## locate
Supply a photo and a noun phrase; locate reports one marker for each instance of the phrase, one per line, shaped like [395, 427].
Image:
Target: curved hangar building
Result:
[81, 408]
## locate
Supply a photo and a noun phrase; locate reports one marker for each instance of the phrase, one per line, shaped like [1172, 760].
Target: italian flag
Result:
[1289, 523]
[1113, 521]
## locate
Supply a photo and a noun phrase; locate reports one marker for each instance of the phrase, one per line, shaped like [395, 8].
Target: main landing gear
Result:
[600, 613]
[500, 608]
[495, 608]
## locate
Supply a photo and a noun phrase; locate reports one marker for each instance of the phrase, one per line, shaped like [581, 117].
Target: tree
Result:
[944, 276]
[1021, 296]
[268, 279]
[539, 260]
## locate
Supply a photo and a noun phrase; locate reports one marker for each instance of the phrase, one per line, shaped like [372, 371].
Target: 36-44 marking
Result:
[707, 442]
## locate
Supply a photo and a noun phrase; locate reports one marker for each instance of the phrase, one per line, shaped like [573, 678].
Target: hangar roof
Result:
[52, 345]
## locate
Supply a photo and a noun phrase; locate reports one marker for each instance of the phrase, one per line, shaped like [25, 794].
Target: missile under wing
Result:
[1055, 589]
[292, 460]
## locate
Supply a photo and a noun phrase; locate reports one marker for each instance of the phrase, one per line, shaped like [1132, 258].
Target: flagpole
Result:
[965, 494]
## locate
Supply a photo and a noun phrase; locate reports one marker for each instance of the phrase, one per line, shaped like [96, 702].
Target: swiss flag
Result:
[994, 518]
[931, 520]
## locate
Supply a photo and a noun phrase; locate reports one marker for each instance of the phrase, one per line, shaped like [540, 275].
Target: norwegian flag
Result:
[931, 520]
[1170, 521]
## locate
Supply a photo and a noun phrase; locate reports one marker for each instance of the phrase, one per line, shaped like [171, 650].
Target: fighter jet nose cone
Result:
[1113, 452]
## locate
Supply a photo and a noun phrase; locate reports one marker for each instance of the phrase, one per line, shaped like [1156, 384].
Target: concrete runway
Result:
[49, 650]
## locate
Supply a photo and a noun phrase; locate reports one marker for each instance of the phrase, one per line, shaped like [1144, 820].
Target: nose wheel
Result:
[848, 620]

-*-

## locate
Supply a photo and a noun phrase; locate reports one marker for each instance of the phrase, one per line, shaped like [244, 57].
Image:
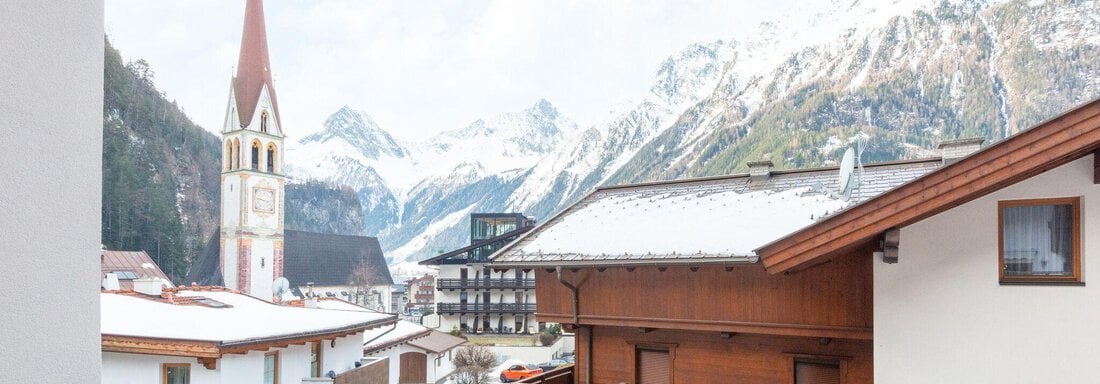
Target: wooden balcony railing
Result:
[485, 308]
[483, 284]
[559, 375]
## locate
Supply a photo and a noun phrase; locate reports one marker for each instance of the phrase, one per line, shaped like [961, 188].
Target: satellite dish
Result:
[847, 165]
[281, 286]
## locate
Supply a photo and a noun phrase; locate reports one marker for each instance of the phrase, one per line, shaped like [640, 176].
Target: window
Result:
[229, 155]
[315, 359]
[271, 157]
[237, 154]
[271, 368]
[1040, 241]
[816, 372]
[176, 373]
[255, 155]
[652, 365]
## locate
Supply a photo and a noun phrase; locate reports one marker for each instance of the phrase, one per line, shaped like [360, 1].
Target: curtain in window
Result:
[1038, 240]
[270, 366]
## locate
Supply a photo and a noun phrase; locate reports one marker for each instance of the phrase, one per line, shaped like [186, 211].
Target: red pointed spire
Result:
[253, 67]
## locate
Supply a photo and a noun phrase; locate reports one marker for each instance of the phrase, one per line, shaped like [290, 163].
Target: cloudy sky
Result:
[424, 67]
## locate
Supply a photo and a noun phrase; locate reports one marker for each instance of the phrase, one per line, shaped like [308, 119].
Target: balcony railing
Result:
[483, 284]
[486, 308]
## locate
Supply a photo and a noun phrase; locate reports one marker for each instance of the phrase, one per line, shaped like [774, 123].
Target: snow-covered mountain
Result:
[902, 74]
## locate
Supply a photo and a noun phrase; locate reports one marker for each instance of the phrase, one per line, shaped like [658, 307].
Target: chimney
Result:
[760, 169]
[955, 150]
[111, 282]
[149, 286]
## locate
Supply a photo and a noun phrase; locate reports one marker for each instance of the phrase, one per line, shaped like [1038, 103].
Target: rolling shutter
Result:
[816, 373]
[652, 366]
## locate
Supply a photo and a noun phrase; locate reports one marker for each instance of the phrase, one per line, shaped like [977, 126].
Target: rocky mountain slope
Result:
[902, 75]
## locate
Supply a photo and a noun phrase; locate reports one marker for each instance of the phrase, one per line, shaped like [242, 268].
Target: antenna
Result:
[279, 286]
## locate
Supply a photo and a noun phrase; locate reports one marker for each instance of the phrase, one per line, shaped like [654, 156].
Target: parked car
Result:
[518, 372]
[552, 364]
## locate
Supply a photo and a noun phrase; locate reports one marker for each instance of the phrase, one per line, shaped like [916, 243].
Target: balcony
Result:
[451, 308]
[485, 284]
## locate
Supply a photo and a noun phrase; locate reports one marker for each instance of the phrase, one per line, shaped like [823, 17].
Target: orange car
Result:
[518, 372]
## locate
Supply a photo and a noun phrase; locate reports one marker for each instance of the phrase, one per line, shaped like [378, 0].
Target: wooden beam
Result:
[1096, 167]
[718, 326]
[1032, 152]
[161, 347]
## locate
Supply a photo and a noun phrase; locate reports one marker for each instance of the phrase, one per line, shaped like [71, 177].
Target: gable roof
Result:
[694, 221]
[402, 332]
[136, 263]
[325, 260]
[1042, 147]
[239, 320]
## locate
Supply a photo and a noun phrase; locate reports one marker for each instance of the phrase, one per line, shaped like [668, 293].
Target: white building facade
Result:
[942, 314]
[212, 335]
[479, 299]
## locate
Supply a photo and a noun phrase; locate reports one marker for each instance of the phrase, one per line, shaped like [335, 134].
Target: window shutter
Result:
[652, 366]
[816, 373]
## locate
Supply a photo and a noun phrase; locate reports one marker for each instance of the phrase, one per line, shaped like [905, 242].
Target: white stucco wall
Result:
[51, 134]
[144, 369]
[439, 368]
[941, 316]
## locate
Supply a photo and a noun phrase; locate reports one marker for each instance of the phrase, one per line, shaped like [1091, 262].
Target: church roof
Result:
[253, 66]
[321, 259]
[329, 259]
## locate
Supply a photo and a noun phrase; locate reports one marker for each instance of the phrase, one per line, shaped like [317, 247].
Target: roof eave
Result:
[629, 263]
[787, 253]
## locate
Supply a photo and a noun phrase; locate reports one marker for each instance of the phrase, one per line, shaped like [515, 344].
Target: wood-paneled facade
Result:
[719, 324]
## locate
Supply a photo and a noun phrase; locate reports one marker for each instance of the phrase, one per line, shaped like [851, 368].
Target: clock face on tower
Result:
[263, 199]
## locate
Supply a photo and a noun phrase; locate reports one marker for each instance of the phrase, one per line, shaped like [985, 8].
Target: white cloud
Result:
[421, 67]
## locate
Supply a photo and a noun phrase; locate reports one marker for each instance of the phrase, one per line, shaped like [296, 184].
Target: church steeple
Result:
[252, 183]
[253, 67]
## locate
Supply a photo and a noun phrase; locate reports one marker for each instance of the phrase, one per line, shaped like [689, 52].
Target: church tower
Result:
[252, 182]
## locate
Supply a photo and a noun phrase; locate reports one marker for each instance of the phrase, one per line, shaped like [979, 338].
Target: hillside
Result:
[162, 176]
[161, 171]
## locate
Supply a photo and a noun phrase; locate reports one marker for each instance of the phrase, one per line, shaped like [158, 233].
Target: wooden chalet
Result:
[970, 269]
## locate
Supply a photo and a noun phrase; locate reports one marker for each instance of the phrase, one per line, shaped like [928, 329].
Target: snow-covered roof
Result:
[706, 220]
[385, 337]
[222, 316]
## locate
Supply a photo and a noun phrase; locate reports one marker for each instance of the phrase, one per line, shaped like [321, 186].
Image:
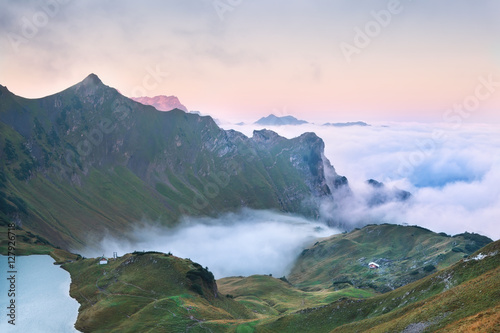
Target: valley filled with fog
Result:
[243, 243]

-*-

*TASK TO CARRY OUT*
Please tally the lines in the data above that contain the string "building" and reply with only that number.

*EXERCISE ANSWER*
2